[Records of labeled points]
******
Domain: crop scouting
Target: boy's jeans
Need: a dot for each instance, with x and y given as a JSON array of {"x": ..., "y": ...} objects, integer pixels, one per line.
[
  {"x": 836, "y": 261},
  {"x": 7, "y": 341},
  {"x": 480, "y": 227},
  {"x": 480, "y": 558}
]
******
Edit the rows so that "Target" is replaced by "Object" everywhere, with every other part left as it is.

> **Worked solution**:
Domain: crop scouting
Object: boy's jeans
Need: a dot for each instance, with x and y given as a JSON array of {"x": ..., "y": ...} objects, integer pixels, one per line.
[
  {"x": 836, "y": 261},
  {"x": 7, "y": 341},
  {"x": 480, "y": 227},
  {"x": 480, "y": 558}
]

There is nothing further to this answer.